Output the entries below as a two-column CSV with columns "text" and "answer," giving one row per entry with each value in a single quoted field and any line breaks turned into spaces. Leave the pictures out.

Recorded data
● ● ● ● ● ● ●

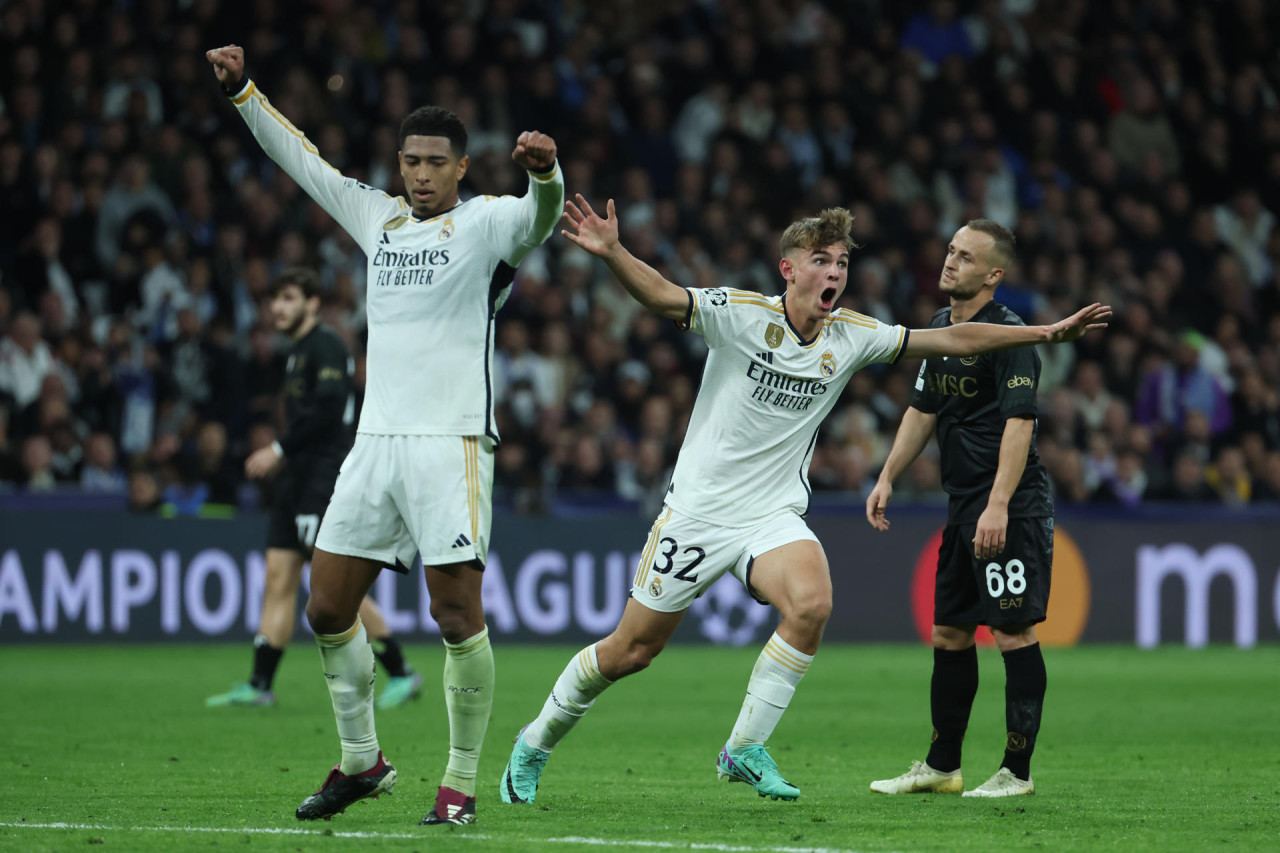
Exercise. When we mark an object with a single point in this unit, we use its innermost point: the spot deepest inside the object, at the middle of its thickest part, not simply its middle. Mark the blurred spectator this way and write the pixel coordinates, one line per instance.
(37, 465)
(24, 360)
(144, 492)
(1246, 227)
(100, 471)
(1138, 160)
(1182, 386)
(1188, 482)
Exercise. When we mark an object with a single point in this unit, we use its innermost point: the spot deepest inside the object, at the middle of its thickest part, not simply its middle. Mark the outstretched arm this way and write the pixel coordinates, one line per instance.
(913, 434)
(643, 282)
(350, 203)
(973, 338)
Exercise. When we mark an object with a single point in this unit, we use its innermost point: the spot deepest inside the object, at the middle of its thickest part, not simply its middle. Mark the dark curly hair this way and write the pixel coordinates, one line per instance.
(435, 121)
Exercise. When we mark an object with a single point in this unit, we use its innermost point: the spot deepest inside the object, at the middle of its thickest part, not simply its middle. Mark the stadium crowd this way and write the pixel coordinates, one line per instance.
(1133, 145)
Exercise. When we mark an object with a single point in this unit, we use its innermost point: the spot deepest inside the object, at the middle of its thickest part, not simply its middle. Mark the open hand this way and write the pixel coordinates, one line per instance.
(1074, 327)
(228, 64)
(261, 463)
(585, 227)
(534, 151)
(876, 505)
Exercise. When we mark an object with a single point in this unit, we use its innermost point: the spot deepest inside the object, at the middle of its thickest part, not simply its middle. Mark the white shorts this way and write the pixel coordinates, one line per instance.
(402, 495)
(684, 556)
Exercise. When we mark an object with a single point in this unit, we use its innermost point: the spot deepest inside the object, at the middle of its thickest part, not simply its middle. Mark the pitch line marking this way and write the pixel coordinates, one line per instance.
(478, 836)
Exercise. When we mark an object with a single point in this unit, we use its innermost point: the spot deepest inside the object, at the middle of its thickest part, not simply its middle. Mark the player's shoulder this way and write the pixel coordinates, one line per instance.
(849, 322)
(378, 196)
(731, 297)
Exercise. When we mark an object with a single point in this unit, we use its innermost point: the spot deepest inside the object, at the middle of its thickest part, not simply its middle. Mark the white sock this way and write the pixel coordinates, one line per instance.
(347, 660)
(469, 682)
(572, 696)
(773, 682)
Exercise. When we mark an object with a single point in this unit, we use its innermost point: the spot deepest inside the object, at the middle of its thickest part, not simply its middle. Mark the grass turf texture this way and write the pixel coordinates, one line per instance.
(1170, 749)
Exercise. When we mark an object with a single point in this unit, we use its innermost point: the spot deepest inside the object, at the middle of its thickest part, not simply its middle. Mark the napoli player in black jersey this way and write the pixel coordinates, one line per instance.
(997, 547)
(319, 409)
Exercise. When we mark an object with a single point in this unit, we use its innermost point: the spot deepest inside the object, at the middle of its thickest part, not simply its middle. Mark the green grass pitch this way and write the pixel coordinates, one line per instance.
(1169, 749)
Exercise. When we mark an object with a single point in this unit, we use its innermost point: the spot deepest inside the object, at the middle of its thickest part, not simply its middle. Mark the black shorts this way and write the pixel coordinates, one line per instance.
(1008, 589)
(298, 506)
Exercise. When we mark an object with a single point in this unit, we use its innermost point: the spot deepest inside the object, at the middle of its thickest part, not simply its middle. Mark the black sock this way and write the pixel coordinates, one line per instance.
(1024, 702)
(388, 652)
(951, 692)
(266, 657)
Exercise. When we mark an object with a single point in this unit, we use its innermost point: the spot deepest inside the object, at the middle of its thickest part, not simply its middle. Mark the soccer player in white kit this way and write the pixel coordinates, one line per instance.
(420, 475)
(739, 493)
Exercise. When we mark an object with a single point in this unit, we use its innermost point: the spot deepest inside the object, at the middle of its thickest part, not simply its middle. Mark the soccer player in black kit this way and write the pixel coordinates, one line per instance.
(997, 547)
(319, 407)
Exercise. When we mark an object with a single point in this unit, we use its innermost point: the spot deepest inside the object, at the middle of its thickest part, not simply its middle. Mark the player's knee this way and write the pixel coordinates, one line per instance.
(279, 583)
(456, 620)
(328, 614)
(1011, 637)
(812, 609)
(323, 616)
(954, 638)
(639, 656)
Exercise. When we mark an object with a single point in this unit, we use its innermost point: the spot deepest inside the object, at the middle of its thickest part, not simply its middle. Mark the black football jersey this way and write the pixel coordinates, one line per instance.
(319, 397)
(973, 397)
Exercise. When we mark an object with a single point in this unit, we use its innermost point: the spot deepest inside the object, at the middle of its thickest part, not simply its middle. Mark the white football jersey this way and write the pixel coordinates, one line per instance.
(763, 397)
(434, 284)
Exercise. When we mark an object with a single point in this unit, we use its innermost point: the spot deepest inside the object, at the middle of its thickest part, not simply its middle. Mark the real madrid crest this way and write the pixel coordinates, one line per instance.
(828, 364)
(773, 336)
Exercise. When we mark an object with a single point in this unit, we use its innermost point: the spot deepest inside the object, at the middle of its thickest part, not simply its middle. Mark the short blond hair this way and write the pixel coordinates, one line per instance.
(832, 226)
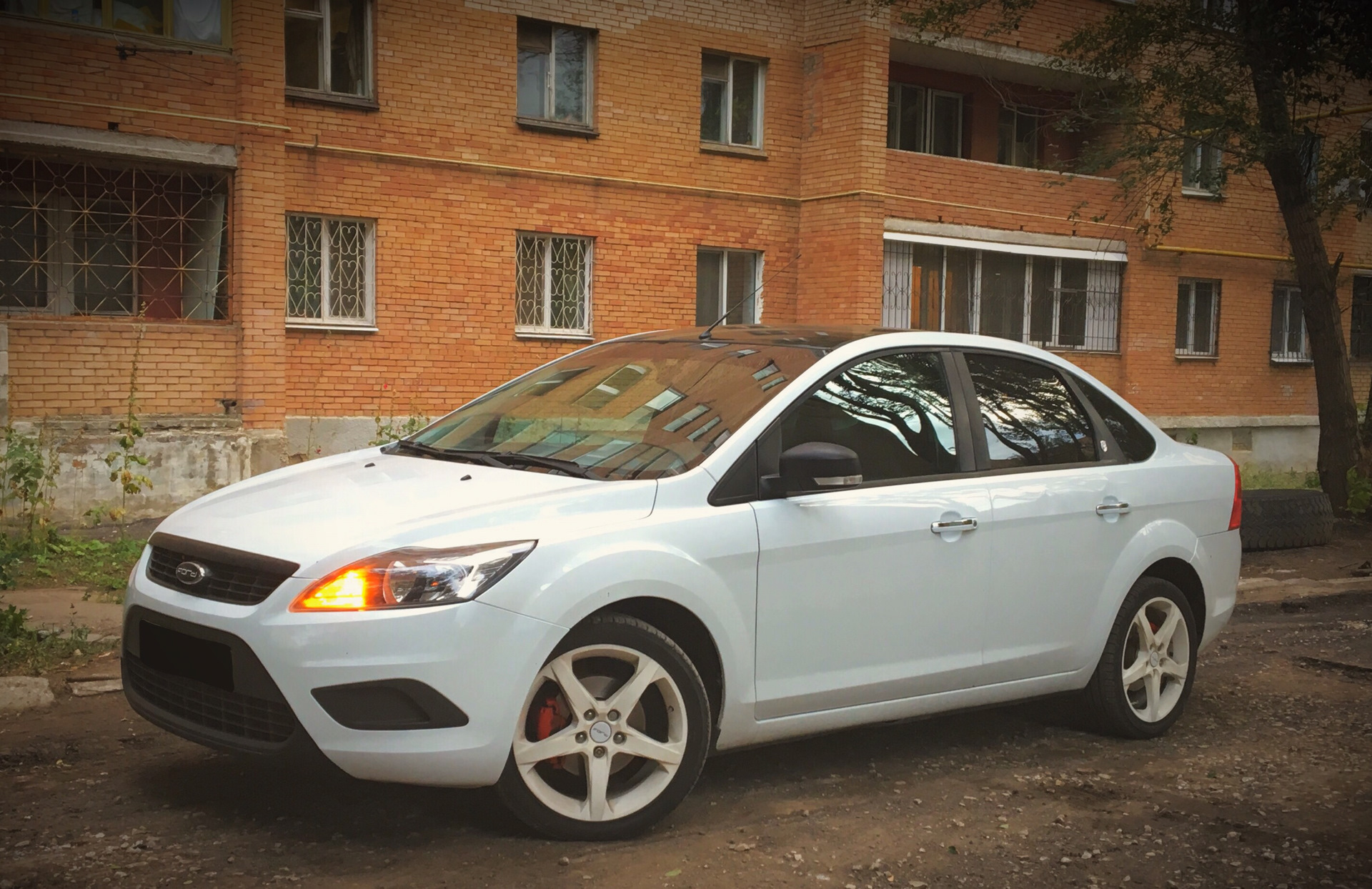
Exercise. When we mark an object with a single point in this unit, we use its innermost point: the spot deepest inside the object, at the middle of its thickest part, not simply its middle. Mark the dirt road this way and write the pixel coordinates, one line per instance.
(1267, 781)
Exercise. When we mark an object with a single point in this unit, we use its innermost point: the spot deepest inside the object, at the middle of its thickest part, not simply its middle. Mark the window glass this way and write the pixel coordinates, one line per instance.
(1131, 435)
(893, 412)
(672, 404)
(1028, 413)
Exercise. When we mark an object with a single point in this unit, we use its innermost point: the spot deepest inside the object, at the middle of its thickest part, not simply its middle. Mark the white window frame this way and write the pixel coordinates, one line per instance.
(1283, 292)
(723, 280)
(544, 331)
(926, 140)
(1212, 349)
(326, 54)
(327, 319)
(550, 80)
(727, 135)
(1200, 158)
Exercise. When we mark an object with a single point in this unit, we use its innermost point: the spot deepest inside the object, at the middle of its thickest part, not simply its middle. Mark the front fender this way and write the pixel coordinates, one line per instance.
(710, 568)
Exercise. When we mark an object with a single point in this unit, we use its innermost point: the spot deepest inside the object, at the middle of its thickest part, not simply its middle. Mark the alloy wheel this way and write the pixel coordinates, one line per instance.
(602, 733)
(1155, 660)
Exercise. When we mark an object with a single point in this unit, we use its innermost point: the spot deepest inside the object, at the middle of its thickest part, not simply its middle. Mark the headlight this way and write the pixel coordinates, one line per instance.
(414, 577)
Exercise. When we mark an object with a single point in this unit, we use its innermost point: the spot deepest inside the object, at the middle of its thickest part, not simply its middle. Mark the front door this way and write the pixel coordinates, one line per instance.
(1058, 523)
(875, 593)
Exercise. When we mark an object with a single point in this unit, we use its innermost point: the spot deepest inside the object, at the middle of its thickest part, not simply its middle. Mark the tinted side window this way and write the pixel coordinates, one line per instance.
(1135, 441)
(1029, 414)
(893, 412)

● ● ● ● ● ● ●

(Reply)
text,answer
"Exercise. When we mark an object with a single point in this unit, we use its innermost point: the spot deepest inside the object, at the middle of its thickest part, not simply its middle. Mark the blurred spectator this way and write the pixel coordinates, one line per instance.","(37, 465) (24, 360) (144, 492) (1246, 227) (100, 471) (1138, 160) (1182, 386) (1188, 482)"
"Exercise. When we mark an object with a single point in this unit, we use its innermost point: the spot deepest inside the object, at the middle of its thickest part, not simply its middle. Mark the outstretched arm this way and write the pixel coordinates, one line per instance.","(913, 434) (643, 282) (350, 203) (973, 338)"
"Exercise. When we mark an object with a single point in this unit, we use its innermost point: the spot deepest inside the object, at the middle of its thickest part, not simply its middle. Mark the dark curly hair this way and write the pixel coordinates, one line per instance.","(435, 121)"
"Exercise. When we mark an object with a single point in this unit, we use its innermost point: the spot deepest inside the object, at the middle of its thickest part, not simply its middle. Mark the stadium crowd this way and write the pixel coordinates, one line per instance.","(1133, 145)"
"Exercise. When we mark an object with a single point in this unit, we use its innermost point: the spot deepest inside the object, at the middle of its thickest part, not simply its middle. Mark the open hand this way and write the pixel coordinates, one line per instance.","(1074, 327) (228, 64) (261, 463) (585, 227) (534, 151) (876, 505)"
"Exercise. When we mark an object with a single point in this unit, we use its innermost point: the spot deepest inside the object, at the middle of its thickest part, not simply its middle. Mark the white shorts this way and write the pixel coordinates, one line per instance.","(402, 495) (684, 556)"
"Exercise. When we mark an object with a single point in this unit, we use its innermost point: the spot deepest inside the object, at the middle of its thickest part, not simply its middle. Mark the pitch line marking this way and write the pixel coordinates, one line per instance.","(478, 836)"
"Exercise. When we mark an object with a single point in this unit, we use its innermost point: the spot deepest inside the object, at the middle of its thickest part, not simply its middle. Mark the player's shoulder this way and write the pixel coordinates, one line per instance.","(849, 322) (378, 196) (731, 297)"
"Exercise. When we mark an object with a single point in this unit, we use its innermost point: the spot deepest inside the object, at the middle of its thickest part, not simply its middle. Mark the white sock this way and write the pixel coordinates, one line per instance.","(347, 660) (469, 682) (572, 696) (773, 682)"
"Exercise. When we mark an object with a single point in this unit, we use its innermost point: the spot deepest inside the object, at the middle of its thickest part, not simply its middle. Mark the grass turf texture this way and write the pixel coordinates, one line per instance.","(1170, 749)"
"Exercise. When we mark an object with a single point in this unit, we use its innermost point: the spot deepest inside the object, at the middle of its thickest part, not simply its middle. Mark the napoli player in black jersey this way and write the pixel coordinates, one line per instance.","(997, 547) (319, 409)"
"Exercise. When we mark an object with a single point in this unit, we use its innermost point: the spot deepest inside the object, at the middle of its thickest part, not simply its middle. Mark the green grass pitch this way and write the pixel coordinates, one line per instance.","(1169, 749)"
"Exercise. When we mark an object with a single point in this unit, we use its innermost point: the spot deepest inside the object, at the middle of its thickest part, not simply its middle. Mark the black shorts this way and write the pixel coordinates, one line per instance.","(1008, 589) (298, 506)"
"Exercise. When we mark an object with a single point in this unit, we use its innermost point: the spot deepest inside the object, at the middle of its thickest part, not simply its middle. Mark the black sock this way and write the pixel coordinates, one line per instance.","(1024, 702) (388, 652) (951, 692) (266, 657)"
"Exercise. When we mark an object with a single point in this unit, we use its innermost point: the spot deepest inside the object, at the middle of its thickest part, not simply its middle. Mark the soccer player in white kit this way and write the pixel coordinates, one line per instance.","(420, 475) (739, 493)"
"Exercise. When we mark an object with a single point in this unit, we use its innermost point: the spot deepest inside the object, at the middle of its thickest part, not simply its middle. Mark the soccer player in black kit this way and write the pixel coordinates, one line per instance.","(997, 547) (319, 407)"
"Exercise. When we mark an object with a single point in this unit, we use its innermost point: the spot deepest inside the object, at the middle of its thickest part, not simply its middle. Mark the player's knee this way and write the pixel coordinates, one line per instance.","(279, 583) (456, 620) (328, 614) (1011, 637) (812, 609) (323, 616) (954, 638) (639, 656)"
"Exercise. When we mark an object with a single point in this unit, we use its innermost point: the spot deepest inside the object, at the middle of its thickest part, not simply its middle. Mark the black football jersey this way and write the pixel coordinates, one line per instance.","(319, 397) (973, 397)"
"Exercise. When we mark an object with a single point in this unit, we use its innermost point: the spot deepest inside the object, at the middle of its thickest part, not simply its middle. Mark the white football jersey this way and write the pixel coordinates, one line per instance.","(763, 397) (434, 284)"
"Exercise. When we mark an object with a single point in this unit, we use its innermost point: the spot deepest inside the object, at the middle of its thickest part, not simply its middle. Mark the real madrid crest this way and write the pixel coordinates, one line per instance.","(828, 364) (773, 336)"
"Exercise. When we mark an object with a single point in this unit, we use its innermost point: the spot deepest inside the object, at the middle of its thickest part, not simply its middle. Mark the short blond hair this way and write the pixel coordinates, one line per instance.","(832, 226)"
"Exercise. When we mark an object with a single point in this unit, we use its innermost point: the spot deepest inside the object, at the middle of its thickest part, not simply its middle. Mark the dirt road this way and write the pixel coordinates, one line per instance.","(1267, 781)"
"Exercise. When we mark an object with a single point in this unit, we use its innermost point: the spot deepest inside the object, at the middle of its thickest part, not simply its middle. Mark the window glass this way and write the pixel coordinates, one line per instance.","(1131, 435) (893, 412) (672, 404) (1028, 413)"
"Exercise. When we mark an object with a single point in this unit, we use its innermost point: the spot deepest inside the object, at the middle of its thickest part, not simply its middle. Mark the white window frame this way and write the pixel coordinates, one line per instance.","(1283, 292) (723, 280) (544, 331) (926, 140) (1212, 349) (326, 54) (327, 319) (550, 80) (727, 135) (1200, 158)"
"Exercise. When we mark an object with a single point in this unit, we use its innermost point: the spot deepest inside the object, at the middle of its thickest part, not simply its middle. Mark the front fender this way and write the pixel coordinates, one line per instance.","(710, 568)"
"Exercise. When we mark an object with a single point in this unit, we use its innermost point: the spot deepest inside the object, at the middle of its thickest part, not simply its middle. Mark the alloy wheel this way and write the pixel coordinates, one line per instance.","(602, 733) (1155, 660)"
"Exercise. When we mark an object with a single point in this unit, we use its innermost point: the spot deepest inside the object, at the middle of its thickest part, not simply its middle. Mark the headlight this way and write the pixel coordinates, one line per instance.","(414, 577)"
"Exercise. When we mark an object with a single point in this unit, we use its innermost point: the spot deepest inside the object, at the middle of its thickest part, not simply its middle. Mark the front door this way and write the pixel coordinates, one line per instance.","(1058, 523) (875, 593)"
"Exercise. When we mark an object with a single point in this unit, we use its innermost point: the spot deepest inside the object, at the middle of its thickest part, not simply its middle. Mark the tinted side window this way and write the pixel coordinates, one line per instance.","(1135, 441) (1029, 414) (893, 412)"